#### Data supplied ####

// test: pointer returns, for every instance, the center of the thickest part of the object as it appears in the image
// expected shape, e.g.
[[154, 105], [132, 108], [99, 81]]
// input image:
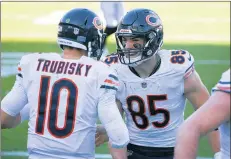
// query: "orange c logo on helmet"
[[153, 23], [97, 23]]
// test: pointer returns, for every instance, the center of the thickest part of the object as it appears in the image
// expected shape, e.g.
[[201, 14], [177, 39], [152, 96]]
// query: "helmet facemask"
[[140, 52]]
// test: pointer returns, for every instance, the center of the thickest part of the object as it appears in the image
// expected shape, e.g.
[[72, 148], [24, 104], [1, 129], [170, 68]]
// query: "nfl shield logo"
[[76, 31], [144, 85]]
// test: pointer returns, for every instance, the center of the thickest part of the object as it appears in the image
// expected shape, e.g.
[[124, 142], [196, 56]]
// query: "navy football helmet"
[[139, 23], [81, 28]]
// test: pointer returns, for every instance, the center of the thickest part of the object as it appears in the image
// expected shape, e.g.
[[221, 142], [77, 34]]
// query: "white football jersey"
[[154, 106], [62, 96], [224, 85]]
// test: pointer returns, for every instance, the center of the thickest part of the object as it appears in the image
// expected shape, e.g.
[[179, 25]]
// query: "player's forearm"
[[187, 142], [214, 140], [118, 153], [8, 122]]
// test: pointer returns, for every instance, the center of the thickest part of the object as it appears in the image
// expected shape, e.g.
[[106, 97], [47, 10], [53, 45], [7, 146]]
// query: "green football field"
[[201, 28]]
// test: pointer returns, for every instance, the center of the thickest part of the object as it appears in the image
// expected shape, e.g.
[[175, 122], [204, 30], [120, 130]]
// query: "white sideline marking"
[[101, 156]]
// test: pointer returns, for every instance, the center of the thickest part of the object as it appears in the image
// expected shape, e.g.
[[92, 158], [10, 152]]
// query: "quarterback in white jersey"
[[154, 86], [215, 112], [66, 95]]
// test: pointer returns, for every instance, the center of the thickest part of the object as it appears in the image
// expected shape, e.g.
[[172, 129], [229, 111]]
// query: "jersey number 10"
[[53, 102]]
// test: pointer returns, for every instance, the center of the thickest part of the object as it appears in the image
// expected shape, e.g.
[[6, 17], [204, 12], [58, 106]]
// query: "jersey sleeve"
[[108, 111], [16, 99], [224, 83]]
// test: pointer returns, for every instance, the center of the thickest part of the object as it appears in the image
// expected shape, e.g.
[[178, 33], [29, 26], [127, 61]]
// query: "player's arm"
[[11, 105], [197, 94], [214, 112], [16, 99], [101, 135], [114, 125]]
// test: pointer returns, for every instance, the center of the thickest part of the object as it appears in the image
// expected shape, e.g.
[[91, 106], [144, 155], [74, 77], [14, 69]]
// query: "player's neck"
[[73, 54], [146, 68]]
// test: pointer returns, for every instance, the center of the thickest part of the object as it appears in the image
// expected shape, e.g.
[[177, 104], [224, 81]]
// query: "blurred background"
[[202, 28]]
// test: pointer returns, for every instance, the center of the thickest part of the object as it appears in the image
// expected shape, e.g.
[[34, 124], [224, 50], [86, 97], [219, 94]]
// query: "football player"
[[154, 86], [65, 95], [215, 112]]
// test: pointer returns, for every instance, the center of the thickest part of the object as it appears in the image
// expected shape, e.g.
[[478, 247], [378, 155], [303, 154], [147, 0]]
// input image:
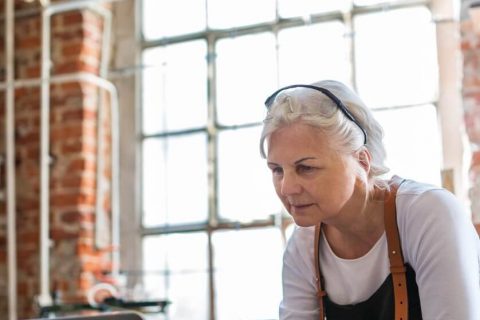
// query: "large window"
[[213, 230]]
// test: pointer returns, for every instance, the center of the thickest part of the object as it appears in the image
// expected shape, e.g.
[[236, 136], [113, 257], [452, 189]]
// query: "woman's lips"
[[299, 207]]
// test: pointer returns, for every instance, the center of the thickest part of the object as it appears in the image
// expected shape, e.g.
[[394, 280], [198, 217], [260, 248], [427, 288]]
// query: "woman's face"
[[313, 181]]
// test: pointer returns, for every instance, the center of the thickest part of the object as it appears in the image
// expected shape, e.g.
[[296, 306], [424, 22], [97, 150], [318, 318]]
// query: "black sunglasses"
[[334, 98]]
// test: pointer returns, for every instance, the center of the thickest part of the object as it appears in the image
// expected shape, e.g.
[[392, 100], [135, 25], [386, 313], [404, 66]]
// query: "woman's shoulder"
[[416, 199], [428, 213]]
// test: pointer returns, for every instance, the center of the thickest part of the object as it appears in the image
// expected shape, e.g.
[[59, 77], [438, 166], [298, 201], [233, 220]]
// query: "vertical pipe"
[[10, 154], [44, 297]]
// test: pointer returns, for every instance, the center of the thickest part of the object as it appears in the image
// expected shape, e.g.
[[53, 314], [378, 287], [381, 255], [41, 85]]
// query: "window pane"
[[245, 188], [168, 164], [311, 53], [176, 269], [412, 140], [248, 273], [369, 2], [174, 87], [246, 74], [228, 14], [304, 8], [396, 64], [170, 18]]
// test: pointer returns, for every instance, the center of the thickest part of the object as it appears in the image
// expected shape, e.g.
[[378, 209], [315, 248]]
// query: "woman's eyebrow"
[[303, 159]]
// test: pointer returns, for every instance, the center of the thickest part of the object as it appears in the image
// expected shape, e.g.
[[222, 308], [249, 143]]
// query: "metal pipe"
[[10, 160], [44, 297]]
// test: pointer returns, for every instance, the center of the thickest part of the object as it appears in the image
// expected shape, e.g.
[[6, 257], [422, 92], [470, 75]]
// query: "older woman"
[[364, 247]]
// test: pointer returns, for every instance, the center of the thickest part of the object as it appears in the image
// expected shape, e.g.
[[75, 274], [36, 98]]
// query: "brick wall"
[[470, 45], [75, 261]]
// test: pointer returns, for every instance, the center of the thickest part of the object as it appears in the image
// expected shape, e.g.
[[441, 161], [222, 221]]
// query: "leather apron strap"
[[318, 274], [395, 255], [397, 266]]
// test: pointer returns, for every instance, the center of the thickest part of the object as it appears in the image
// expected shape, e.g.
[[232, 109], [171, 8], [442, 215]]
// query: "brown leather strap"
[[318, 274], [397, 266]]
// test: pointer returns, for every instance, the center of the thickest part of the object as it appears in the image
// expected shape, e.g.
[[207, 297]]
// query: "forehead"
[[298, 139]]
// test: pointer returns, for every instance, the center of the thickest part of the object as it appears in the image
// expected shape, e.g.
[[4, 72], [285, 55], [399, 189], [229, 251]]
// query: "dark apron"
[[380, 306]]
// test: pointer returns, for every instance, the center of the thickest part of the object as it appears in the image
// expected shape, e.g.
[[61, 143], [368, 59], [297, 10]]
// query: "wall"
[[470, 45], [76, 263]]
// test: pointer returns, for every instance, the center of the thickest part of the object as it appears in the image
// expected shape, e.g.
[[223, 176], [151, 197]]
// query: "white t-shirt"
[[438, 240]]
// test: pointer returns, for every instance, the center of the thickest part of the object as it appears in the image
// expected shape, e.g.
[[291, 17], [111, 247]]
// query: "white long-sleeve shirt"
[[438, 240]]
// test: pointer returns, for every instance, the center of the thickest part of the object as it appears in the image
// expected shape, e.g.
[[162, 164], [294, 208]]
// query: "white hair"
[[318, 110]]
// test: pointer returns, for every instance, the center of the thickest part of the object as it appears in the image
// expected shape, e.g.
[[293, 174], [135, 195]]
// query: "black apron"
[[380, 306]]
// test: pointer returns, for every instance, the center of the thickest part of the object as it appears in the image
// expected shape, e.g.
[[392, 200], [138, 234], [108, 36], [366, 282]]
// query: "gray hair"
[[318, 110]]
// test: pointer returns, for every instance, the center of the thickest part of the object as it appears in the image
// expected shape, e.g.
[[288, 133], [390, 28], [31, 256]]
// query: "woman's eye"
[[304, 169], [277, 171]]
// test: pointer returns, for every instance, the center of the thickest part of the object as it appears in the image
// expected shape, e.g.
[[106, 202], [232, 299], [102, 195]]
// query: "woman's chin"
[[302, 222]]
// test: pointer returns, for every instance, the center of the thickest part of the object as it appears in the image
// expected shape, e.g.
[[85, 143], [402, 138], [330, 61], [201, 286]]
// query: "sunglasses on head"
[[338, 103]]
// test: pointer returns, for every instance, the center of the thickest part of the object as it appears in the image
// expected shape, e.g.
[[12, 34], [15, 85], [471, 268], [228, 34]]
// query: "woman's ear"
[[364, 158]]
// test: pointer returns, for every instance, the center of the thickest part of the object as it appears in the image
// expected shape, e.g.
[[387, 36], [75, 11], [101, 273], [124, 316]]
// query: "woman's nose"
[[290, 185]]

####

• [Task objective]
Nothing but the lines from the one containing "[[12, 34], [15, 85], [471, 268], [228, 34]]" through the last line of the material should be returned, each exactly as written, both ends included.

• [Exercise response]
[[12, 34], [15, 85], [471, 268], [228, 34]]
// query: "woman's ear"
[[364, 158]]
// test: pointer returns, for every instance, the center of the thickest part of the object as it appears in the image
// expected shape, e.g.
[[387, 36], [75, 11], [101, 273], [124, 316]]
// query: "woman's nose"
[[290, 185]]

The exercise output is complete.